• _RECORDS PROVIDED_:
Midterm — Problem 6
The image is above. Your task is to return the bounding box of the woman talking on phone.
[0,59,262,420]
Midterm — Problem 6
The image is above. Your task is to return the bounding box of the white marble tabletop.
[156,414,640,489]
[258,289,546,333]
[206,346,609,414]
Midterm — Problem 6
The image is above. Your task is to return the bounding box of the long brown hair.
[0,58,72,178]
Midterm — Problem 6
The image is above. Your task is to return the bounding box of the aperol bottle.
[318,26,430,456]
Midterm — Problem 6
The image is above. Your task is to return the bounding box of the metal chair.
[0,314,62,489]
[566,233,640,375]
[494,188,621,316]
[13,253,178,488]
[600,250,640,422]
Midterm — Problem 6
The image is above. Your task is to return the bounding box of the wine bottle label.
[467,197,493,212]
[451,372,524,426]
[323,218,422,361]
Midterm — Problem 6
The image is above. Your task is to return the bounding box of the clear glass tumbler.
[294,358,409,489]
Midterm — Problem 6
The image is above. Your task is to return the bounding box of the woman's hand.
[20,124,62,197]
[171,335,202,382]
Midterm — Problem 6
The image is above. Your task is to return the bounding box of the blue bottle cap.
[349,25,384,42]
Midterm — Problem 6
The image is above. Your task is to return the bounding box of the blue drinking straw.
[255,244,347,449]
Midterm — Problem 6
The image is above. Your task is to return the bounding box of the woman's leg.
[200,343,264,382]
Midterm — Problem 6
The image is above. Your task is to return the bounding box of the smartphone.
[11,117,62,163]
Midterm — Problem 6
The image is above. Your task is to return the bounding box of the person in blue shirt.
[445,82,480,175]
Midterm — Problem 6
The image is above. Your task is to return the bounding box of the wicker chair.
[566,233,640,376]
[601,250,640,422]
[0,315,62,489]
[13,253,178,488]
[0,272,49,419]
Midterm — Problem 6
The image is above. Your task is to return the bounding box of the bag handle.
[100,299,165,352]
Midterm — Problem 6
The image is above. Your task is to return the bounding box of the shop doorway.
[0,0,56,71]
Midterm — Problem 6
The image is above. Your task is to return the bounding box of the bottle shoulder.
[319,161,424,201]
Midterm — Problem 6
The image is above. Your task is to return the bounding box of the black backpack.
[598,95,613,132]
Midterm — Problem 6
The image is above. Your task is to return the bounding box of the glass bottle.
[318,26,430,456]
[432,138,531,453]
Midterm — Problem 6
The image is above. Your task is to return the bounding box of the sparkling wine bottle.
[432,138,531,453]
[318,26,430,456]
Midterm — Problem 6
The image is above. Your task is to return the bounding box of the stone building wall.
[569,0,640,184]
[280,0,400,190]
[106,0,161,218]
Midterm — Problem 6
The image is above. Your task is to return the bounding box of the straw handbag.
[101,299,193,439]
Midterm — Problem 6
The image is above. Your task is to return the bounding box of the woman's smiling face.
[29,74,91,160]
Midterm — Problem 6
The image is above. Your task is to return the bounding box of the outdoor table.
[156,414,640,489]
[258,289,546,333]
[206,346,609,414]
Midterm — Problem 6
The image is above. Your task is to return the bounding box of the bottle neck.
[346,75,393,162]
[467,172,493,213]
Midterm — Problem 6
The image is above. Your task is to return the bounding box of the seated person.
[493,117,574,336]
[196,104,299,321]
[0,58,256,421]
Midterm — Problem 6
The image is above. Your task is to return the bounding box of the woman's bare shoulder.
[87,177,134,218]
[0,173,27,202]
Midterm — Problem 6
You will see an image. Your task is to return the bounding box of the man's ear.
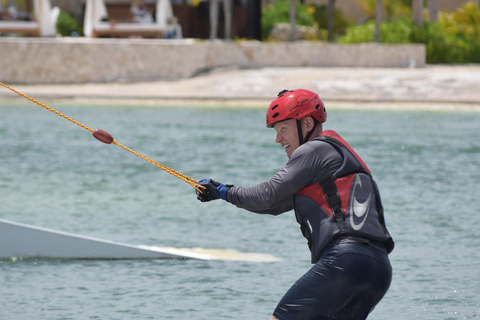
[302,116,315,132]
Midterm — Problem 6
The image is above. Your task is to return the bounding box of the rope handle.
[0,82,205,192]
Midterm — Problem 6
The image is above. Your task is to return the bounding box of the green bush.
[313,5,353,38]
[339,2,480,63]
[262,0,315,39]
[57,11,83,37]
[339,18,413,43]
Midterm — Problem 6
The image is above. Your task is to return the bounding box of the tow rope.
[0,82,205,192]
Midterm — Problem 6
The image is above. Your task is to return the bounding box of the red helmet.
[267,89,327,128]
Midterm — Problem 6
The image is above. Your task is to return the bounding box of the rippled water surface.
[0,102,480,320]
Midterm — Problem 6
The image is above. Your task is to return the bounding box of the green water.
[0,103,480,320]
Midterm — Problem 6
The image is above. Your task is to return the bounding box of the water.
[0,102,480,320]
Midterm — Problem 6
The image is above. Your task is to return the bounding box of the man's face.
[273,119,300,158]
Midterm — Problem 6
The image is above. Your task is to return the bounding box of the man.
[197,89,394,320]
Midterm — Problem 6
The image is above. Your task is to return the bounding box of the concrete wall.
[0,38,425,84]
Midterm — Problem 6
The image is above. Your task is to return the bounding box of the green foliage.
[57,11,83,37]
[262,0,315,39]
[355,0,412,21]
[339,2,480,63]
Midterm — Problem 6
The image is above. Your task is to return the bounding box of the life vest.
[294,130,394,263]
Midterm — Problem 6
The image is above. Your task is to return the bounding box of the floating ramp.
[0,219,281,262]
[0,219,210,260]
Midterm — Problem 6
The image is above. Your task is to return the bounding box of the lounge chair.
[0,0,60,37]
[83,0,182,38]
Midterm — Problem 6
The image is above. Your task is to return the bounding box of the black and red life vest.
[294,130,394,263]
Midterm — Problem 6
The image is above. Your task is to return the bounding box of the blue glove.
[196,179,233,202]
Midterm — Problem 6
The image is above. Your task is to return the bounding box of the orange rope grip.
[0,82,205,192]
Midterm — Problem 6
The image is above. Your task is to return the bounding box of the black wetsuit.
[227,131,393,320]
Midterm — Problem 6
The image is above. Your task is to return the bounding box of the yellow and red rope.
[0,82,205,192]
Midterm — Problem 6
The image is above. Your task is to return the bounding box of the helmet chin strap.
[297,117,318,146]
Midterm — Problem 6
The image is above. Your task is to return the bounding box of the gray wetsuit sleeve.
[227,141,342,215]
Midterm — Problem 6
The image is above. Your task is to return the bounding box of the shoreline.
[0,96,480,112]
[0,65,480,111]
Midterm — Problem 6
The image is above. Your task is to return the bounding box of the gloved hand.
[196,179,233,202]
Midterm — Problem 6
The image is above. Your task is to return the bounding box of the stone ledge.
[0,38,426,84]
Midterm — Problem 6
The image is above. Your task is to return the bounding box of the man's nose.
[275,133,282,143]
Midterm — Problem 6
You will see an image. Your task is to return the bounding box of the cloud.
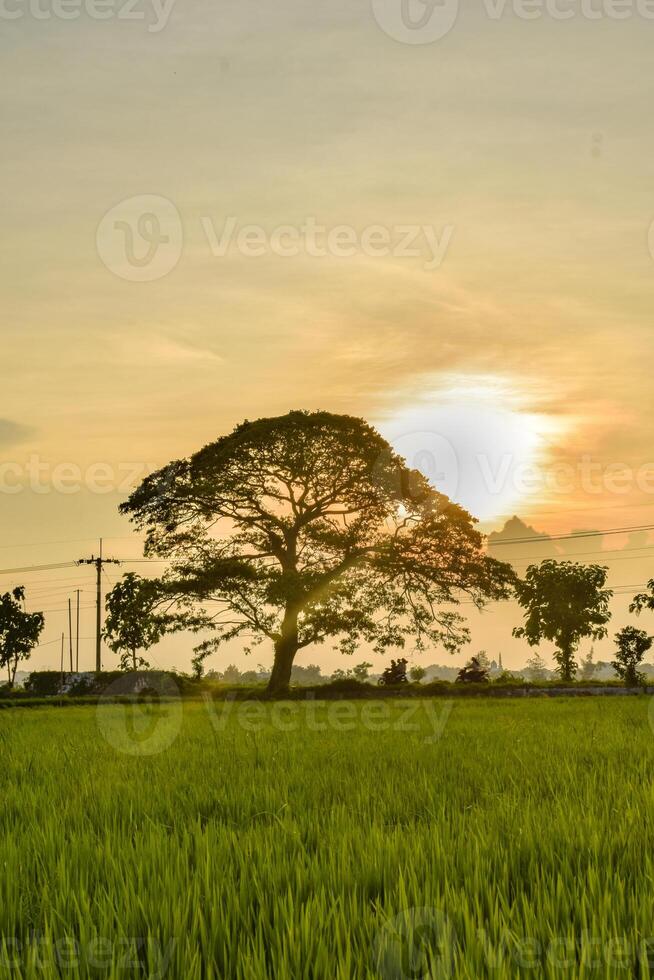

• _DO THIS_: Count the lines of the data above that contain the string "chair", with case counting, and give only the number.

• _TASK RESPONSE_: 3